**Exercise details:**
Find every line below that contains the word "black" and copy each one out in full. Case counts.

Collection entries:

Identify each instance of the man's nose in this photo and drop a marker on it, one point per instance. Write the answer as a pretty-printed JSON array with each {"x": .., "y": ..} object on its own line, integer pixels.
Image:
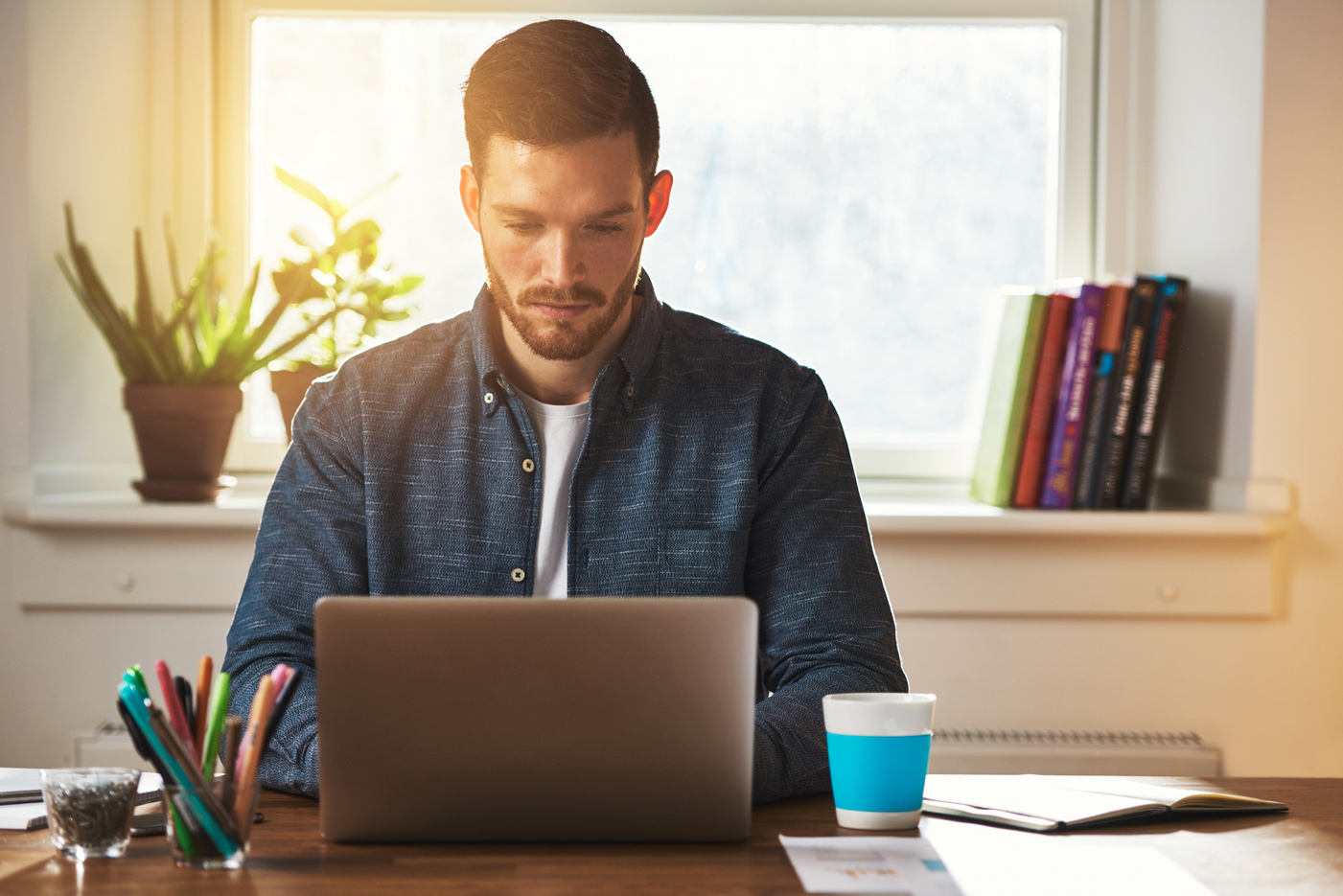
[{"x": 565, "y": 264}]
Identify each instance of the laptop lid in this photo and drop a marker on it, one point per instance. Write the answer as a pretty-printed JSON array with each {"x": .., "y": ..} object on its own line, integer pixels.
[{"x": 596, "y": 719}]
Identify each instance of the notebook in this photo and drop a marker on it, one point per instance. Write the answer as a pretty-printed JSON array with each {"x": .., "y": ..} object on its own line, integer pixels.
[
  {"x": 1054, "y": 802},
  {"x": 595, "y": 719},
  {"x": 20, "y": 796}
]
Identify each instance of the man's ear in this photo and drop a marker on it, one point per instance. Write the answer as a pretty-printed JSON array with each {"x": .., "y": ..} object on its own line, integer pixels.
[
  {"x": 471, "y": 191},
  {"x": 659, "y": 197}
]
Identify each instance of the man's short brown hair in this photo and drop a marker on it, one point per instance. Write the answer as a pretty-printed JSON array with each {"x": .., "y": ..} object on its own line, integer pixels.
[{"x": 556, "y": 83}]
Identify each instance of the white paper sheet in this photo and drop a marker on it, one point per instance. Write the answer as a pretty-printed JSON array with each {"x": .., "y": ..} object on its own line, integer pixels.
[
  {"x": 988, "y": 862},
  {"x": 905, "y": 865}
]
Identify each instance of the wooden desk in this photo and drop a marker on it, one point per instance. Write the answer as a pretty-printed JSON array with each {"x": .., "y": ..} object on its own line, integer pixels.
[{"x": 1251, "y": 856}]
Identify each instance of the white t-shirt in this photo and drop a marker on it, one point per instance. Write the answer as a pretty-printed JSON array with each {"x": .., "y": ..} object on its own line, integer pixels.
[{"x": 560, "y": 430}]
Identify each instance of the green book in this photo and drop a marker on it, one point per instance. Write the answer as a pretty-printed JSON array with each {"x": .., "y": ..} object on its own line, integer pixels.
[{"x": 1008, "y": 400}]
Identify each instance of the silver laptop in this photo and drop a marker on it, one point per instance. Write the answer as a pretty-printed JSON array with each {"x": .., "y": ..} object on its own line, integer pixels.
[{"x": 593, "y": 719}]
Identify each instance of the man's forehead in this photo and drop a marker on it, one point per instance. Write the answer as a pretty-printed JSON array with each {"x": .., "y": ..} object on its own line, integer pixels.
[{"x": 603, "y": 166}]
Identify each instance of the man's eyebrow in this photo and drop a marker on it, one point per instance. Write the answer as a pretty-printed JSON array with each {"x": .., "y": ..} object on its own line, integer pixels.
[
  {"x": 623, "y": 208},
  {"x": 518, "y": 211}
]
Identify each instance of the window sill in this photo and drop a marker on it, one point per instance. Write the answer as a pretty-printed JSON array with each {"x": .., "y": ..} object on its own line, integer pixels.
[
  {"x": 89, "y": 543},
  {"x": 893, "y": 509}
]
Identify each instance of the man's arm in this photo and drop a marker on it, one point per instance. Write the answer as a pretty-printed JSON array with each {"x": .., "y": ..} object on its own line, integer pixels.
[
  {"x": 824, "y": 621},
  {"x": 312, "y": 543}
]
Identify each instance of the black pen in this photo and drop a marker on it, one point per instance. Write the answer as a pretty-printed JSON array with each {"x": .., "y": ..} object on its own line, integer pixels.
[
  {"x": 188, "y": 709},
  {"x": 282, "y": 699}
]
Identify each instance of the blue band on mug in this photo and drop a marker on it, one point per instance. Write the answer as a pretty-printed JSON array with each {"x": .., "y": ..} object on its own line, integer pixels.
[{"x": 878, "y": 772}]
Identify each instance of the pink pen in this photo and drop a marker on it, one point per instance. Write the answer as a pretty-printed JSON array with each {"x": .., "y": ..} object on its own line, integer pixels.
[
  {"x": 278, "y": 676},
  {"x": 176, "y": 718}
]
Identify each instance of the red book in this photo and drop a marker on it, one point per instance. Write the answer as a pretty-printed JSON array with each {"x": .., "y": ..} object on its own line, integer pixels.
[{"x": 1042, "y": 395}]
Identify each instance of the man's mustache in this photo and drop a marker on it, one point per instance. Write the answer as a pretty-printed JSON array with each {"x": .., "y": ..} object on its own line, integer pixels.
[{"x": 580, "y": 294}]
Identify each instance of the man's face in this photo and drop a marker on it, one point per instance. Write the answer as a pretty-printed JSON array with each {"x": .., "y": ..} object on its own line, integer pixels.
[{"x": 562, "y": 230}]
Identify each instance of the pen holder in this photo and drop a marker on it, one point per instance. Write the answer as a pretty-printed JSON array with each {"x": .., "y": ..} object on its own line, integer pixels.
[{"x": 190, "y": 842}]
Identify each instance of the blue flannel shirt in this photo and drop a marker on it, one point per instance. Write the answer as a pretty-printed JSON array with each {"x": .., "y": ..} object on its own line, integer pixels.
[{"x": 712, "y": 465}]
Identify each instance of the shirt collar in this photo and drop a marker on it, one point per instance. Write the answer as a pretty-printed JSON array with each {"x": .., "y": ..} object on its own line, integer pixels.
[{"x": 636, "y": 354}]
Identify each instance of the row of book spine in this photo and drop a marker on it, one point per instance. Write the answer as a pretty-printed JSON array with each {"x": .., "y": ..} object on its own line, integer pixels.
[{"x": 1078, "y": 394}]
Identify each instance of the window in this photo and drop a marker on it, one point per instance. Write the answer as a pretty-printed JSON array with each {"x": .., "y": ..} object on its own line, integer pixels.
[{"x": 853, "y": 191}]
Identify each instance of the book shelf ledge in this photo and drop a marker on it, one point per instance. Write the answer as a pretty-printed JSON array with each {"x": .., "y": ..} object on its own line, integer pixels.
[
  {"x": 891, "y": 511},
  {"x": 1239, "y": 509}
]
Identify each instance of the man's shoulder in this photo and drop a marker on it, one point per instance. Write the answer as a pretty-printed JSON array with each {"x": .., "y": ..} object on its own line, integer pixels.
[
  {"x": 422, "y": 352},
  {"x": 702, "y": 347}
]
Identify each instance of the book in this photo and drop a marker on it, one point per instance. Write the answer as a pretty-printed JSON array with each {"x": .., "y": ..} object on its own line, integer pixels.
[
  {"x": 1154, "y": 395},
  {"x": 1008, "y": 398},
  {"x": 1042, "y": 394},
  {"x": 20, "y": 796},
  {"x": 1074, "y": 391},
  {"x": 1108, "y": 341},
  {"x": 1060, "y": 802},
  {"x": 1114, "y": 447}
]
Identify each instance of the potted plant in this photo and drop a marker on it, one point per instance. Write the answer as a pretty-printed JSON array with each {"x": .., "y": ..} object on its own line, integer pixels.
[
  {"x": 340, "y": 291},
  {"x": 183, "y": 370}
]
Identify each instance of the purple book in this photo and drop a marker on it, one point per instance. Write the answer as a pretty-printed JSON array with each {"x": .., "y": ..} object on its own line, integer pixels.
[{"x": 1074, "y": 390}]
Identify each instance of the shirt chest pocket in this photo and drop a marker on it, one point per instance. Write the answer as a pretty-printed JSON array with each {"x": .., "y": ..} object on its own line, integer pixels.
[{"x": 703, "y": 562}]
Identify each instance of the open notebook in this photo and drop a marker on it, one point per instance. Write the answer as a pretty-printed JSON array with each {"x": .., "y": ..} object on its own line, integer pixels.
[{"x": 1054, "y": 802}]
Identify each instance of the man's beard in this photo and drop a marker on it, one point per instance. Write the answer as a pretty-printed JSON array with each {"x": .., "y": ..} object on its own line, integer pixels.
[{"x": 562, "y": 340}]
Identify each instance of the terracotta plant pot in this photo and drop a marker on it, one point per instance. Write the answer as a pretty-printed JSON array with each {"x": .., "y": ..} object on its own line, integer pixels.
[
  {"x": 290, "y": 387},
  {"x": 181, "y": 433}
]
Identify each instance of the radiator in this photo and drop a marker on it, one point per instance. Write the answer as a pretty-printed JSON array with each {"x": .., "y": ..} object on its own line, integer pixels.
[{"x": 1072, "y": 752}]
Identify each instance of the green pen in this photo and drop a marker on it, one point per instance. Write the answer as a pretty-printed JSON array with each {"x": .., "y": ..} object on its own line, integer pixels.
[
  {"x": 215, "y": 727},
  {"x": 134, "y": 681},
  {"x": 139, "y": 678}
]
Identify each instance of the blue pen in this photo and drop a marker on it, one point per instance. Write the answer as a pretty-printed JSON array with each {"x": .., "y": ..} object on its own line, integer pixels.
[{"x": 136, "y": 704}]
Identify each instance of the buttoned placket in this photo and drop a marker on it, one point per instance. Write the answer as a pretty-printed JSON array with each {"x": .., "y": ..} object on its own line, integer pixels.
[{"x": 498, "y": 394}]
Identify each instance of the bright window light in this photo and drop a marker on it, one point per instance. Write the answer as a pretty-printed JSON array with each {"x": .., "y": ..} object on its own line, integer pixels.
[{"x": 851, "y": 194}]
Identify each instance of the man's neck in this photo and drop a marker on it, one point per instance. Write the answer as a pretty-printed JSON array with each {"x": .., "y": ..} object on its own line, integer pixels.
[{"x": 558, "y": 381}]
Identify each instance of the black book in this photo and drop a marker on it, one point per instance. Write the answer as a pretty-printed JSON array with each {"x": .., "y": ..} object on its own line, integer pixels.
[
  {"x": 1154, "y": 397},
  {"x": 1104, "y": 378},
  {"x": 1128, "y": 368}
]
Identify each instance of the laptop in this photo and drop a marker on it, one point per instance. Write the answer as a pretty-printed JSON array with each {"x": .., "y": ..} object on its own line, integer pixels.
[{"x": 504, "y": 719}]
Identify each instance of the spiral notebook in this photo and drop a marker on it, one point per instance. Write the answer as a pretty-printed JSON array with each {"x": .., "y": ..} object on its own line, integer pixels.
[{"x": 1055, "y": 802}]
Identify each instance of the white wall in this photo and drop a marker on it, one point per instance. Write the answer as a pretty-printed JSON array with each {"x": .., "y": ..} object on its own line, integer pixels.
[
  {"x": 1269, "y": 692},
  {"x": 73, "y": 126},
  {"x": 1268, "y": 304}
]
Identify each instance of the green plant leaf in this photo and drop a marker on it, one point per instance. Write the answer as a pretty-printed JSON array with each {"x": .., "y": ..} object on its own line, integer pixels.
[{"x": 308, "y": 191}]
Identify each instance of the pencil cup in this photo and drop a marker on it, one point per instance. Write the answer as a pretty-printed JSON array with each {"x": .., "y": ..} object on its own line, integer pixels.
[
  {"x": 89, "y": 810},
  {"x": 191, "y": 842},
  {"x": 878, "y": 756}
]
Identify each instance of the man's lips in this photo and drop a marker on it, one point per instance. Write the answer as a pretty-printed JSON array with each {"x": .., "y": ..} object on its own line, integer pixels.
[{"x": 560, "y": 311}]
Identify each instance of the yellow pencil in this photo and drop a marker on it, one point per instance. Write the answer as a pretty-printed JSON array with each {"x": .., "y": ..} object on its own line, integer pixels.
[
  {"x": 207, "y": 671},
  {"x": 247, "y": 778}
]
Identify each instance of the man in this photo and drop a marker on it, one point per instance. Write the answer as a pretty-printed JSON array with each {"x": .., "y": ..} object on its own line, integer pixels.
[{"x": 572, "y": 435}]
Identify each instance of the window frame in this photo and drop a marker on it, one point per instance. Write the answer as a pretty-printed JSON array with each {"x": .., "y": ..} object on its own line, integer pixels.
[{"x": 1076, "y": 166}]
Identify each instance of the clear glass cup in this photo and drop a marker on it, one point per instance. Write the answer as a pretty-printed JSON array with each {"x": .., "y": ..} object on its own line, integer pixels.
[
  {"x": 187, "y": 839},
  {"x": 89, "y": 810}
]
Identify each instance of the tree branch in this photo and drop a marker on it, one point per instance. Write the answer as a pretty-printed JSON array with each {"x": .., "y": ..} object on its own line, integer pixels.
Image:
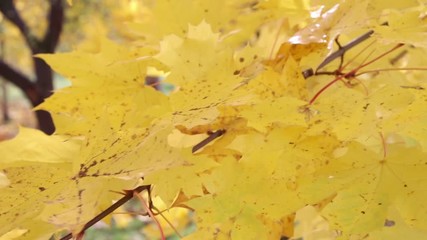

**Solution for this exercise:**
Identify each instance of the black pen in this photo and drop a marker on it, one point per instance. Write the answer as a pretty-printed JSON array with each {"x": .., "y": ..} object on its own line, integer pixels.
Identify each instance of the black book in this photo and drop a marker on it, one point per instance. Write the answer as a pretty-printed JSON array with each {"x": .., "y": ..} object on its own line, integer pixels.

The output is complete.